▸ **Excerpted text**
************
REUTERS/Brendan McDermid
As a history buff, Jeff Schlegelmilch is fond enough of the signs
that he stuck a replica on his office door at Columbia University's
National Center for Disaster Preparedness, where he is deputy
director.
"I love seeing the signs, but, as a disaster planner, they have to
come down," he said. "At best, they are ignored, at worst, they're
misleading and are going to cost people's lives."
The consensus now, from the federal government downward, was that
designated shelters were an outmoded concept, and updated
contingency plans have been widely adopted since al Qaeda's attack
on the United States on Sept. 11, 2001, Schlegelmilch said.
Were a nuclear explosion ever to happen, those far enough from the
blast center to survive would do well to head to the lower interiors
of any standard residential or commercial building, ideally a
windowless basement, to shelter from radioactive particles outside,
which can burn skin and cause serious illness and death.
Cars, on the other hand, "are terrible," Schlegelmilch said: the
particles sail right through a vehicle's thin exterior.
************
▸ **Tasks and exercises**
• a. Reproduce verbatim the part of the excerpt about shelter signs starting with "Were a nuclear" and going on through "vehicle's thin exterior.".
• b. Write the next part of the excerpt about shelter signs, picking up after its final sentence.
The items that come next are taken from a separate source.
************
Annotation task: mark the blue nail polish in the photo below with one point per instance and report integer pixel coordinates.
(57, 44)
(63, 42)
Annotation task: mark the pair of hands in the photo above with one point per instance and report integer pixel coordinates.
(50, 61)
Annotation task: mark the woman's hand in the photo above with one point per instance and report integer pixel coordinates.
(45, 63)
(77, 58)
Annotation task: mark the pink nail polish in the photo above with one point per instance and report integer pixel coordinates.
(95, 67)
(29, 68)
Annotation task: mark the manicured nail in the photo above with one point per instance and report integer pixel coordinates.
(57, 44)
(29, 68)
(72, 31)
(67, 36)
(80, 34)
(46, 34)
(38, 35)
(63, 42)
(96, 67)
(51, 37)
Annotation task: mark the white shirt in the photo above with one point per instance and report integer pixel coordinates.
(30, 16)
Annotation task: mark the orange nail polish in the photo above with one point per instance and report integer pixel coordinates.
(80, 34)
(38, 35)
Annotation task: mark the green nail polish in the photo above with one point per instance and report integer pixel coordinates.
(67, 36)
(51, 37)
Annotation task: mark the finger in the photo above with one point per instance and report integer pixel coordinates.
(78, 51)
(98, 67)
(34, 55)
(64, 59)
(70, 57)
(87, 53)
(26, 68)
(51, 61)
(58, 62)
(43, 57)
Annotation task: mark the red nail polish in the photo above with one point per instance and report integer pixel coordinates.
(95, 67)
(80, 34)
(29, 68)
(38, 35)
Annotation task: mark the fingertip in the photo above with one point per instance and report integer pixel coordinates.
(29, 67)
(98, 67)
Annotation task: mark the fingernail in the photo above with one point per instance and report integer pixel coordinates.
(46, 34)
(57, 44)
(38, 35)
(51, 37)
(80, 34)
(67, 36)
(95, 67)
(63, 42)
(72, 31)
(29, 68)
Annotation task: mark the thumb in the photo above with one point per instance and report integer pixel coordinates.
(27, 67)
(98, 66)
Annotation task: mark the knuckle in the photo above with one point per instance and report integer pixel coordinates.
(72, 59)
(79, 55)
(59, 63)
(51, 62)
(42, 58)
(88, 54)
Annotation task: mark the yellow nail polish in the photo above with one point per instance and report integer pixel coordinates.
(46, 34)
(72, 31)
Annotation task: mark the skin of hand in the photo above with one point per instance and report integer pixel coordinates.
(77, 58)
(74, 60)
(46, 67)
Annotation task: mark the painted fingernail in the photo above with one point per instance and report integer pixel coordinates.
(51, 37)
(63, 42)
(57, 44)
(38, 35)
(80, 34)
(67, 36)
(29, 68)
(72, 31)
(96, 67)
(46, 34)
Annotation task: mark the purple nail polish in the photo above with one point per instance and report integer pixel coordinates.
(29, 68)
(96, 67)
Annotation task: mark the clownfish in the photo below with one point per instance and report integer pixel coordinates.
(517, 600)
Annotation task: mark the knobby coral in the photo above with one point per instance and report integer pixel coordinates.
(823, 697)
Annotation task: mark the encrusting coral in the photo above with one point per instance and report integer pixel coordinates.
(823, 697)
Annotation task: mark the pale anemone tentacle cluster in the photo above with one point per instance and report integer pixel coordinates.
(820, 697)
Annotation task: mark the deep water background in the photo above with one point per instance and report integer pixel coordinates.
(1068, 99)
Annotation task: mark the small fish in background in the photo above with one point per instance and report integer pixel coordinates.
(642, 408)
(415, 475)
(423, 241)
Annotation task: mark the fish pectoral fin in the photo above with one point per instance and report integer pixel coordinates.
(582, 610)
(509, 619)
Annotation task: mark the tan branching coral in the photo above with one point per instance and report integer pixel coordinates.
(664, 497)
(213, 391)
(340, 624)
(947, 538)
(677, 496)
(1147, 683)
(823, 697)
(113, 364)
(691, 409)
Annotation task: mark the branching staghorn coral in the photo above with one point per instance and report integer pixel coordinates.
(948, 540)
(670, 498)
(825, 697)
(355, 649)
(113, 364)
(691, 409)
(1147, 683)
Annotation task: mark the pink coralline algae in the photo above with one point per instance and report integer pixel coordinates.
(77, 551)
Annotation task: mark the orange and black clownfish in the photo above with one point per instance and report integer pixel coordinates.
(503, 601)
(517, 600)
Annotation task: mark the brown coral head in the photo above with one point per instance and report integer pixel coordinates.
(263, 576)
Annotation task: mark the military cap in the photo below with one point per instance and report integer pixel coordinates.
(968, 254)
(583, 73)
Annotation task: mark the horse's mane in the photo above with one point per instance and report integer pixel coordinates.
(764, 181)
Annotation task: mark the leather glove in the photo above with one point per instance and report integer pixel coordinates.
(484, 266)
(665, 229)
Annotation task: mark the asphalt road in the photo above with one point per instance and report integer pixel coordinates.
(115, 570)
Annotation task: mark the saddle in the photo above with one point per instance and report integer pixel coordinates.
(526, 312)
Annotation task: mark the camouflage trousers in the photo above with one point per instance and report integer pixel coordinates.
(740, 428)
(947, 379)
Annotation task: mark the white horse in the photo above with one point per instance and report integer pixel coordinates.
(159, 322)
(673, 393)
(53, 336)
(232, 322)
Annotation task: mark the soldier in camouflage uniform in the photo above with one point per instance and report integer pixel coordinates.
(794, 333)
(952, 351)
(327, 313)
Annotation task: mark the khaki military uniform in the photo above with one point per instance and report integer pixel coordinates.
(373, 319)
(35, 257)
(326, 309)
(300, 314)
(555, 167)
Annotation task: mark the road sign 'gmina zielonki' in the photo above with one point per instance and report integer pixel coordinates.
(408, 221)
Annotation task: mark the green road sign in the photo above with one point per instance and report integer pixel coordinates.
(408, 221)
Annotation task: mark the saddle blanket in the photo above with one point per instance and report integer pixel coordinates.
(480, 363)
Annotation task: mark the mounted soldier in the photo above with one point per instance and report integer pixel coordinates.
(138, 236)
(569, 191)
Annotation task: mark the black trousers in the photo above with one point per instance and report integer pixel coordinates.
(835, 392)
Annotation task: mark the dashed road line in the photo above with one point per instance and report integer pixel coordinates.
************
▸ **Results**
• a.
Were a nuclear explosion ever to happen, those far enough from the
blast center to survive would do well to head to the lower interiors
of any standard residential or commercial building, ideally a
windowless basement, to shelter from radioactive particles outside,
which can burn skin and cause serious illness and death.
Cars, on the other hand, "are terrible," Schlegelmilch said: the
particles sail right through a vehicle's thin exterior.

• b.
NYC Emergency Management, the agency that runs the city's disaster
preparations, was not involved in the decision but staff there
welcomed the signs' removal. Nancy Silvestri, the agency's press
secretary, said even once the signs are gone from schools, many
would remain on apartment buildings and other structures. City
officials are uncertain who has jurisdiction over those, she said.
Eliot Calhoun, the agency's Chemical, Biological, Radiological,
Nuclear, and Explosives Planner, sees the signs as unhelpfully
muddying the waters.
He has spent years endlessly finessing a message, designed to flash
as an alert on cellphones, that he hopes he will never have to send.
In the nerve center of the agency's Brooklyn headquarters, he called
up onto a screen its current form: "Nuclear explosion reported.
Shelter in basement/center of building, close windows/doors."
"Every single time I look at it I change it a little bit," he said.
"When you only have 90 characters and you're trying to save lives
you can really think too much about it."